__EXERCISE TASK__: Please pick out and copy every line in the entries below that contains the string "bract". Case counts.

__RECORD EXCERPTS__:
- - - -

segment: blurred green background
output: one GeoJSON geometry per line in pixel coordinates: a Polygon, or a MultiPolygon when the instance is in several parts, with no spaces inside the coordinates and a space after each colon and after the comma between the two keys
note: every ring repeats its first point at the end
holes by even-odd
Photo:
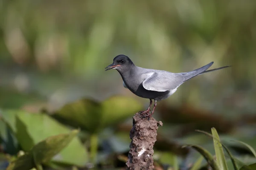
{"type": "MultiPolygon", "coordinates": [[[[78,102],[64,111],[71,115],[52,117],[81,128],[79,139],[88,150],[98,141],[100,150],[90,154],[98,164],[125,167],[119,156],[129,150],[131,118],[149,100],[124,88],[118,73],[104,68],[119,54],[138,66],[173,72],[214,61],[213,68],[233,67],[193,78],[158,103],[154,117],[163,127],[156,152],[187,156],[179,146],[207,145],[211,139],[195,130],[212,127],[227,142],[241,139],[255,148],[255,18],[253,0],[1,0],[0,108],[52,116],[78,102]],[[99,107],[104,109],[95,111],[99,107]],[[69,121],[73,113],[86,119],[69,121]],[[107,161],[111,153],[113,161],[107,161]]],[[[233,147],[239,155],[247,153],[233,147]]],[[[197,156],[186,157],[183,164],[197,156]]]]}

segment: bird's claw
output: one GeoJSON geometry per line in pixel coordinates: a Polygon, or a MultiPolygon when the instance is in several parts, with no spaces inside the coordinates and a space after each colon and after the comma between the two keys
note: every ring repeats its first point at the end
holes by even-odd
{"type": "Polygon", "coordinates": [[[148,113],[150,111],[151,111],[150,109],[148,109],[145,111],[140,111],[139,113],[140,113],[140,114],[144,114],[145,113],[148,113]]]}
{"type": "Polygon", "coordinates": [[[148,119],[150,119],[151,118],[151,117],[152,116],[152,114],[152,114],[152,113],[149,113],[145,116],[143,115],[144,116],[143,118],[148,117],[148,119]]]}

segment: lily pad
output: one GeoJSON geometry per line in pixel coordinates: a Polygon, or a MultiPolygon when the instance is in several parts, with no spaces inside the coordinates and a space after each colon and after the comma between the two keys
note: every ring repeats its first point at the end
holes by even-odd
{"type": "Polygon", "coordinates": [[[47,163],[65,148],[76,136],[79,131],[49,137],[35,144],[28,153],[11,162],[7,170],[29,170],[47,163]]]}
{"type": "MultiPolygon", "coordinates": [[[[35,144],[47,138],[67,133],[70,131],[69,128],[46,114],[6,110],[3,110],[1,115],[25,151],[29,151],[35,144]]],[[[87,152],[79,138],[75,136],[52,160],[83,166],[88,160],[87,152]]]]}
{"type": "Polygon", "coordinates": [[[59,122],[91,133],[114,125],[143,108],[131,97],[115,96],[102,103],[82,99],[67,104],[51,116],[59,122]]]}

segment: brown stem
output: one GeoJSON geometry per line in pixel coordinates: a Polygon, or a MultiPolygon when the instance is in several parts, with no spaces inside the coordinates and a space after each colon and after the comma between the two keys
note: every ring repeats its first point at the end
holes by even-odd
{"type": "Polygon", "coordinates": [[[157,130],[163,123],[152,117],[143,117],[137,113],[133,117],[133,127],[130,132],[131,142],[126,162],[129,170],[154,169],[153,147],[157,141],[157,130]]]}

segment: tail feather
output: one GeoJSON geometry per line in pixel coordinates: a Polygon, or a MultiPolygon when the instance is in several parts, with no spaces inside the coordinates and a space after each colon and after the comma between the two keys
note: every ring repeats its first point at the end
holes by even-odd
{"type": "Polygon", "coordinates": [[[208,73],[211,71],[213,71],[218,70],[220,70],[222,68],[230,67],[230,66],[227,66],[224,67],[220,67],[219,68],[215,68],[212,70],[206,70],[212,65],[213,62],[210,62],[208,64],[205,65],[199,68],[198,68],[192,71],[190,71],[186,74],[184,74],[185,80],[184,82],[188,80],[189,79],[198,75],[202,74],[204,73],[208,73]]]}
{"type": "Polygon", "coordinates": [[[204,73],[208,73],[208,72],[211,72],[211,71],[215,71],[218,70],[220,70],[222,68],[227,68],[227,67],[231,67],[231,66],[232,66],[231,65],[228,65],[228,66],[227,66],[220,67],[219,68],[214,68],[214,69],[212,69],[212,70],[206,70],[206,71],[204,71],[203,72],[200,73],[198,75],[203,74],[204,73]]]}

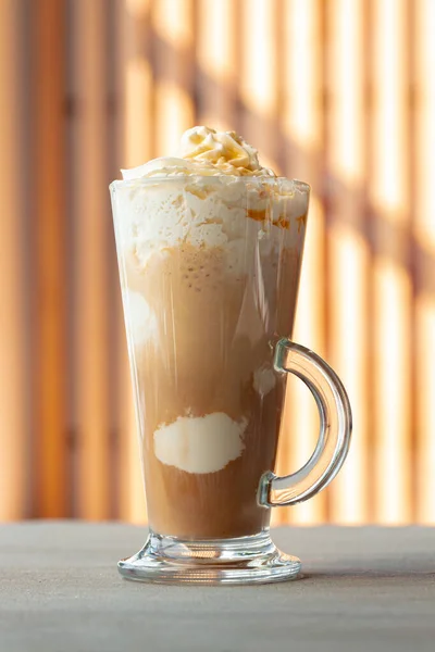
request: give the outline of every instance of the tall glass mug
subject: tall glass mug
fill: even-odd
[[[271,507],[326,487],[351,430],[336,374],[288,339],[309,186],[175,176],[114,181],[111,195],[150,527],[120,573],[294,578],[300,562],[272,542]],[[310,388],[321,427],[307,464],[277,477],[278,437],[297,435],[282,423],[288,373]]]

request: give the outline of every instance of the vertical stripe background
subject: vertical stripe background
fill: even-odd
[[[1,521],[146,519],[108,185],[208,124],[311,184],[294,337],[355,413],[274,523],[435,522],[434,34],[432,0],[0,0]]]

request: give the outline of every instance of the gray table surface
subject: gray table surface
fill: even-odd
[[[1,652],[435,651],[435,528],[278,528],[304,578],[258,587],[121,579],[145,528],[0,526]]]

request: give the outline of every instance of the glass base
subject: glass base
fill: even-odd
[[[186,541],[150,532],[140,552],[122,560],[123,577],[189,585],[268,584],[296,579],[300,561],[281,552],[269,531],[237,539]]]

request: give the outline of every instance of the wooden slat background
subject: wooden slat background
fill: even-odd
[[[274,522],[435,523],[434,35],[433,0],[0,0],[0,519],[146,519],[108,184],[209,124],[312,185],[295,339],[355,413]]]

- - - -

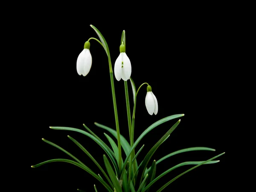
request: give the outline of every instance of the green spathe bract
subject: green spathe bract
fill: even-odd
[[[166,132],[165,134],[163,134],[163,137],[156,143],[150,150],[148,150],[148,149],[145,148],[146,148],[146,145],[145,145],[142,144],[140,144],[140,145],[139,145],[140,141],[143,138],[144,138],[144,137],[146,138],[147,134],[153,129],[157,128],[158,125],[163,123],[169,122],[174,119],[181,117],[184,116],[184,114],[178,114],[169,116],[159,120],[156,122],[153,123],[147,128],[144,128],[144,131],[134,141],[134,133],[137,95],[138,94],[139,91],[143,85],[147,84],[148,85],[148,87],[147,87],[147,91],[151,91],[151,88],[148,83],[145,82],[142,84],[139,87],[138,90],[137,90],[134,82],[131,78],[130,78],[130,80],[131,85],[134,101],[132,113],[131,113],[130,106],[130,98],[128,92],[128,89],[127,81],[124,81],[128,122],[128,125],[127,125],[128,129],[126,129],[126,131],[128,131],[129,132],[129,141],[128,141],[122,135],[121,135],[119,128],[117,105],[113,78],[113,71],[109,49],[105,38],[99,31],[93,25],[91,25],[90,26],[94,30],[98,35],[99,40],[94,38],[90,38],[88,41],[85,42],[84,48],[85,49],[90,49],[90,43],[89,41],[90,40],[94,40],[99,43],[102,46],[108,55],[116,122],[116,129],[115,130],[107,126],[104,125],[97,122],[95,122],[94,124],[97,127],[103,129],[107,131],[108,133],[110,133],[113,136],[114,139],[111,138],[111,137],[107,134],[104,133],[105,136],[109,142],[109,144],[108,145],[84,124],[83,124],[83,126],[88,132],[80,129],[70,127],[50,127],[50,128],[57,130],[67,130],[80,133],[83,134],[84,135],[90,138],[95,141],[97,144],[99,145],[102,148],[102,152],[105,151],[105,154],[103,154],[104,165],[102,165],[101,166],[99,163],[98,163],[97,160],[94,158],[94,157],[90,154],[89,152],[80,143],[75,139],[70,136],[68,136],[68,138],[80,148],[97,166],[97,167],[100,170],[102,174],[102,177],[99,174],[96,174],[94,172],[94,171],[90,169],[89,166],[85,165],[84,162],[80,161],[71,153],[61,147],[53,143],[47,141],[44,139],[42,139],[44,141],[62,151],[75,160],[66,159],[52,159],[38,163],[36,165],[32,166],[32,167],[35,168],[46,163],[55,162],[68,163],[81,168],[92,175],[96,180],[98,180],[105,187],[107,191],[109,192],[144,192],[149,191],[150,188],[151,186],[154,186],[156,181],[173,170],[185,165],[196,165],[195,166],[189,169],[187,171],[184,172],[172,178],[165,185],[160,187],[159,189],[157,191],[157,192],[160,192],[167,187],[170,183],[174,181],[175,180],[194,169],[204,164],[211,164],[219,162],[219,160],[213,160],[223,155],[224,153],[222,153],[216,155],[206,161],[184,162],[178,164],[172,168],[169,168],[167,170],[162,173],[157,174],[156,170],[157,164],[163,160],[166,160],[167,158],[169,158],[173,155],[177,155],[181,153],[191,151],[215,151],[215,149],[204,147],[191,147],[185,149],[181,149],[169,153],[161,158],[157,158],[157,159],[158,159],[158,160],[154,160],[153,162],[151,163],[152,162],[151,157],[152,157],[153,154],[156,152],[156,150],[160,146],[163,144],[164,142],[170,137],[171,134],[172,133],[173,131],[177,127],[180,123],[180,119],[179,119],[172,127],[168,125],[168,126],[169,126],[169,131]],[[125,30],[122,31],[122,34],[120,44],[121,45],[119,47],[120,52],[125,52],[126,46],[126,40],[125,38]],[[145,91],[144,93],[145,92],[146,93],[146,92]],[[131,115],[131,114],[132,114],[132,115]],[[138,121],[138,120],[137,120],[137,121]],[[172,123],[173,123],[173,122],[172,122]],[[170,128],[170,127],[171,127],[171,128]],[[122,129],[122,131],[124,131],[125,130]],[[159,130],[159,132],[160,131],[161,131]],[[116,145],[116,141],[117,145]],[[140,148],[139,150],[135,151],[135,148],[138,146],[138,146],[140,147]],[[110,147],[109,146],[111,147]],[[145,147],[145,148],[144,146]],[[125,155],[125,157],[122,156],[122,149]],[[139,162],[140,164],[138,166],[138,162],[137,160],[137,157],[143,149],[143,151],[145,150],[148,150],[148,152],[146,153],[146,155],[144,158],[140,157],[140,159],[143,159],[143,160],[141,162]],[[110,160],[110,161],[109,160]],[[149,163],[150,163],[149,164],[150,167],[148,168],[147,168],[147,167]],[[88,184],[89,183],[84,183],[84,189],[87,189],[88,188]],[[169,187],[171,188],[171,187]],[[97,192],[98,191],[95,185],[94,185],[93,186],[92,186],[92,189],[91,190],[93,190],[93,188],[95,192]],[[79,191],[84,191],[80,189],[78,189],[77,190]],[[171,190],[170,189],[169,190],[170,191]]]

- - - -

__COMPLETE OUTPUT__:
request: give the outline of every instance of the green spathe bract
subject: green spathe bract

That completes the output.